Lesetext

Eigentlich hat er nur einmal gründlich nachgedacht. Was man von einem Wissenschaftler eigentlich erwartet. Aber viel zu Viele latschen althergebrachten Formeln und Meinungen hinterher, wollen es sich auch mit der Politik nicht verscherzen. Und so ist die deutsche Förderung für Städte noch immer fokussiert auf „soziale Brennpunkte“. Es gibt aber keine, sagt der Leipziger Sozialwissenschaftler Prof. Andreas Thiesen.

Andreas Thiesen ist Professor für Sozialarbeitswissenschaft mit dem Schwerpunkt Sozialer Raum an der HTWK Leipzig. Die Forschungsschwerpunkte des 36-Jährigen sind unter anderem Stadt- und Diversitätsforschung. Seine Forschungsstreifzüge brachten ihn unter anderem nach Buenos Aires. An der HTWK Leipzig widmet er sich am liebsten ethnographischen Lehr- und Forschungsprojekten in unterschiedlichen Leipziger Stadtteilen.

Und was hier – auch in der medialen Diskussion – als „sozialer Brennpunkt“ erscheint, ist tatsächlich nichts anderes als ein Ort, wo die gesamten sozialen Probleme der Stadt sichtbar werden. Aber lösen kann man sie mit der üblichen Stadtteilpolitik nicht, stellt Thiesen fest.

Ob Berlin-Hellersdorf, Duisburg-Marxloh oder Hamburg-Billstedt – fast keine deutsche Stadt, in welcher nicht mindestens ein Viertel als „sozialer Brennpunkt“ bezeichnet wird. Und wo nicht besondere Förderprogramme angelaufen sind, mit denen Stadtplaner glauben, das Viertel stabilisieren und aufwerten zu können.

Auf vielfältige Art und Weise haben Stadtplaner und Sozialarbeiter in den vergangenen Jahren versucht, die Lebensbedingungen in solchen Stadtteilen zu verbessern – und das keineswegs immer erfolgreich. Prof. Andreas Thiesen von der Hochschule für Technik, Wirtschaft und Kultur Leipzig (HTWK Leipzig) wundert das kaum.

In seinem neuen Buch „Die transformative Stadt“ argumentiert er, dass konventionelle Stadtentwicklungskonzepte die Lebensrealitäten in immer vielfältiger werdenden Stadtgesellschaften ignorieren: „Das Lokale muss neu gedacht werden. Denn durch digitale Welten, soziale Beschleunigung und globale Migration spielt die unmittelbare Nachbarschaft für den Einzelnen tendenziell immer weniger eine Rolle.“

Die „sozialen Brennpunkte“ deutscher Städte zeichnen sich durch niedrige Einkommen, hohe Arbeitslosigkeit und einen Mangel an gesellschaftlichen Perspektiven aus. Doch die Etikettierung als Problemviertel weicht mitunter stark von der Selbstwahrnehmung der Bewohner ab, die sich – so die Erfahrung vieler Sozialarbeiter – oft auch nicht an Aktionen des lokalen Quartiersmanagements beteiligen.

Arbeitsaufträge
1. Wiederhole aus dem Text über soziale Brennpunkte wortgetreu den Abschnitt zwischen „Und was hier“ und „aufwerten zu können.“, beide Stellen eingeschlossen.
2. Wie heißt laut dem Text über soziale Brennpunkte das neue Buch von Andreas Thiesen?
3. Führe den Text über soziale Brennpunkte im Anschluss an seinen letzten Satz weiter.

Vorliegende Daten
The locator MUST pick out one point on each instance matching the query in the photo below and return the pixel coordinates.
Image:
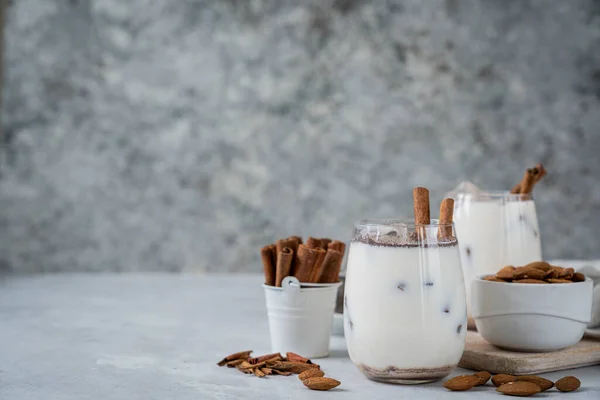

Schriftliche Antworten
1.
Und was hier – auch in der medialen Diskussion – als „sozialer Brennpunkt“ erscheint, ist tatsächlich nichts anderes als ein Ort, wo die gesamten sozialen Probleme der Stadt sichtbar werden. Aber lösen kann man sie mit der üblichen Stadtteilpolitik nicht, stellt Thiesen fest.

Ob Berlin-Hellersdorf, Duisburg-Marxloh oder Hamburg-Billstedt – fast keine deutsche Stadt, in welcher nicht mindestens ein Viertel als „sozialer Brennpunkt“ bezeichnet wird. Und wo nicht besondere Förderprogramme angelaufen sind, mit denen Stadtplaner glauben, das Viertel stabilisieren und aufwerten zu können.

2. „Die transformative Stadt“

3.
„In der sozialen Stadtentwicklung wird seit jeher auf Konzepte zurückgegriffen, die den lokalen Raum überhöhen. Dabei findet häufig eine symbolische Aufwertung durch neue Begriffe statt – aus einem ‚Problemviertel‘ wird so ein ‚liebenswertes Quartier‘. Aber das Leben der Menschen vor Ort wird durch eine derartige Umetikettierung nicht verbessert“, stellt Andreas Thiesen fest. Denn viele der sozialen Probleme, die die vermeintlichen „sozialen Brennpunkte“ ausmachen, seien überhaupt nicht durch althergebrachte Konzepte der Stadtteilarbeit zu lösen. Vielmehr handele es sich um gesamtgesellschaftliche Probleme – zum Beispiel die wachsende Fragmentierung der Gesellschaft – die räumlich gesehen vermehrt dort sichtbar werde, wo die Lebenshaltungskosten niedrig sind.

Menschen gehen – oft durch finanziellen Druck – dahin, wo sie mit ihrem niedrigeren Einkommen trotzdem noch irgendwie über die Runden kommen. Die Stadt entmischt sich.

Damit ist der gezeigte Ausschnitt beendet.